- **Gezeigter Text**
^^^^^^^^^^^^^^^^
4. Schließlich verstießen § 4a Abs. 3, § 8 Abs. 8, § 8b Abs. 4, § 10 Abs. 2, § 15a Abs. 4 und Abs. 7, § 21 Abs. 4 Satz 3 2. Halbsatz, § 21b Abs. 3 Satz 2, § 25 Abs. 1, § 36 Abs. 5, § 37 Abs. 4 Satz 1, § 38 Abs. 2, § 54a Abs. 2 Nr. 1, § 58 Satz 1, § 59 sowie § 59a Satz 2 LNatSchG gegen das Rechtsstaatsprinzip.
Auch wenn sich Schleswig-Holstein in seiner Verfassung nirgendwo ausdrücklich als Rechtsstaat bezeichne, sei völlig unbestritten, dass es nach seiner Verfassungsgestaltung ein Rechtsstaat sei und – normativ zwingend – sein wolle. Dies ergebe sich aus der föderativen Eingebundenheit der Landesstaatlichkeit und komme in einer Reihe von Einzelbestimmungen der Landesverfassung zum Ausdruck. Mit dem landesverfassungsimmanenten Rechtsstaatsprinzip in seinen allgemein anerkannten Ausprägungen seien einige Bestimmungen des Landesnaturschutzgesetzes nicht zu vereinbaren.
a) Das Landesnaturschutzgesetz könne bereits insgesamt kaum dem rechtsstaatlichen Gebot der hinreichenden Bestimmtheit gesetzlicher Vorschriften genügen. Es sei in der Sprache „eher blumig und wortreich statt begrifflich präzise” und mache „den Eindruck äußerst mangelhafter juristisch-handwerklicher Durchbildung”. „Wolkige Tatbestandsumschreibungen” fänden sich bei den förmlichen Unterschutzstellungen in § 17 Abs. 1, § 18 Abs. 1, § 19 Abs. 1 und § 20 Abs. 1 LNatSchG, etwa mit den Begriffen „Entwicklung vielfältiger Pflanzen- und Tiergesellschaften”, „Entwicklung der Regenerationsfähigkeit der Naturgüter”, „Belebung des Landschaftsbildes”. Unklar sei, wann eine Nasswiese „binsen- und seggenreich” im Sinne des § 15a Abs. 1 Nr. 1 LNatSchG sei und wie viele Sumpfdotterblumen eine Sumpfdotterblumenwiese im Sinne des § 7 Abs. 2 Nr. 9 LNatSchG haben müsse. Auch seien Streuwiesen nicht unbedingt, wie in § 7 Abs. 2 Nr. 9 LNatSchG vorausgesetzt, ein Feuchtgebiet. Selbst wenn dies alles nicht zu einem „vollen Verdikt” wegen Unbestimmtheit führen sollte, so lägen die Beanstandungen doch hart an der Grenze zum Verfassungsverstoß und führten jedenfalls zur Verfassungswidrigkeit, wenn weitere Fragwürdigkeiten hinzuträten.
^^^^^^^^^^^^^^^^
- **Datenauszug**
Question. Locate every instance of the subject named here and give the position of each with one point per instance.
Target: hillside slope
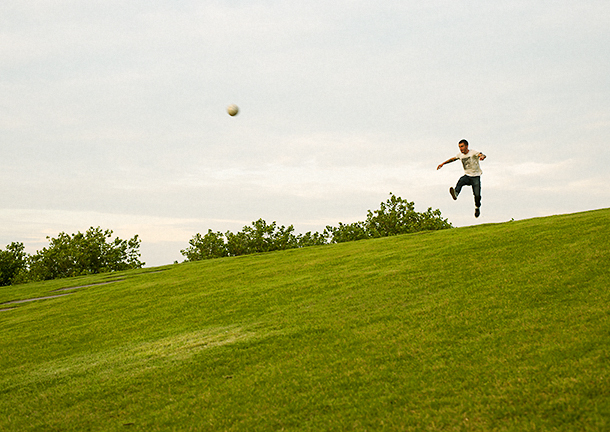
(493, 327)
^^^^^^^^^^^^^^^^
- **Aufgabe**
Beantworte zum Auszug über das Landesnaturschutzgesetz diese Fragen:
1. Gegen welches Prinzip verstoßen laut Auszug die zu Beginn aufgezählten Vorschriften des LNatSchG?
2. Woraus ergibt sich laut Auszug, dass Schleswig-Holstein ein Rechtsstaat ist?
3. Wie wird die Sprache des Gesetzes in Abschnitt a) beschrieben?

- **Ergebnis**
1. Gegen das Rechtsstaatsprinzip.
2. Aus der föderativen Eingebundenheit der Landesstaatlichkeit.
3. Als „eher blumig und wortreich statt begrifflich präzise”.